- _What is expected_
Your answer must hold only the lines below from the line containing "Objective — one dot per instance of the car door." through the line containing "indicate the neck, a point for each instance", each reproduced exactly.

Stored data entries

- Opening Delimiter -

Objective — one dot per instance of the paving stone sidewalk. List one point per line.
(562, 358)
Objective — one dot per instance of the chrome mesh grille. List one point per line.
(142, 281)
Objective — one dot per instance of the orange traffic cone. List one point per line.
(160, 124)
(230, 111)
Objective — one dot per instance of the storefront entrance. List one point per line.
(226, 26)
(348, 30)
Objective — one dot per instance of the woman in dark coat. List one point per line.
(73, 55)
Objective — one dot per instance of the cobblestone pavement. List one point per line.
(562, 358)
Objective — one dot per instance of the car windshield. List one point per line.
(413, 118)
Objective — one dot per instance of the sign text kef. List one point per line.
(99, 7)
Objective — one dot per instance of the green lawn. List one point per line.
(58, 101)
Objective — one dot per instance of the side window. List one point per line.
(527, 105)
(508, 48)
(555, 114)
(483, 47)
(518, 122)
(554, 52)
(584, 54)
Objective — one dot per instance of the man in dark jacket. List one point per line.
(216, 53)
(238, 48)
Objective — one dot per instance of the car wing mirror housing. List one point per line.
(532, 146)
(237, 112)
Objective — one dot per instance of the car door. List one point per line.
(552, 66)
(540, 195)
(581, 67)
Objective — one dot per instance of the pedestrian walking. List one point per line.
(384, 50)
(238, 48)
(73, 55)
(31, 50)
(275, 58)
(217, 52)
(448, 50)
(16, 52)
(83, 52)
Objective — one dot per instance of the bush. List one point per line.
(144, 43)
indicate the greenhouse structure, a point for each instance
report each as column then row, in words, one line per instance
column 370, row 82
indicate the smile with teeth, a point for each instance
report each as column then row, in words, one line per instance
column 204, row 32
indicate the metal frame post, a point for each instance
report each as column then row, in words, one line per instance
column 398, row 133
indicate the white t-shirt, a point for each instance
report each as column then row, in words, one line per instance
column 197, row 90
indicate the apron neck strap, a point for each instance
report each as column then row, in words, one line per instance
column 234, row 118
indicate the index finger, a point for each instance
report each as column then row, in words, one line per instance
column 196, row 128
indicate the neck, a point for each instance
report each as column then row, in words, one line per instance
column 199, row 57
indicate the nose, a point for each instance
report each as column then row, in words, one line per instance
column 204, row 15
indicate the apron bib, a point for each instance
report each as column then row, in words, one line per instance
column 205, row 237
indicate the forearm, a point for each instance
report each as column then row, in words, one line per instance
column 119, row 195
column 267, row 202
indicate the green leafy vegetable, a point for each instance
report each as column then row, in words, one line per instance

- Closing Delimiter -

- _Answer area_
Objective — one dot per instance of the car door. List one point per line.
(552, 66)
(540, 195)
(581, 67)
Objective — one dot per instance of the pedestrian walking. List one point per line.
(384, 50)
(238, 48)
(73, 55)
(31, 50)
(275, 58)
(217, 52)
(448, 50)
(16, 52)
(83, 52)
Objective — one dot per instance of the bush. List one point per line.
(144, 43)
indicate the greenhouse structure, a point for each instance
report each as column then row, in words, one line per instance
column 370, row 82
indicate the smile with teeth, a point for each instance
report each as column then row, in words, one line per instance
column 204, row 32
indicate the metal frame post, a point for each instance
report each as column then row, in words, one line per instance
column 398, row 133
indicate the white t-shirt, a point for each instance
report each as column then row, in words, one line per instance
column 197, row 90
indicate the apron neck strap, a point for each instance
report each as column then row, in words, one line per instance
column 234, row 118
indicate the index finger, a point for each instance
report each as column then row, in words, one line per instance
column 196, row 128
indicate the neck, a point for each instance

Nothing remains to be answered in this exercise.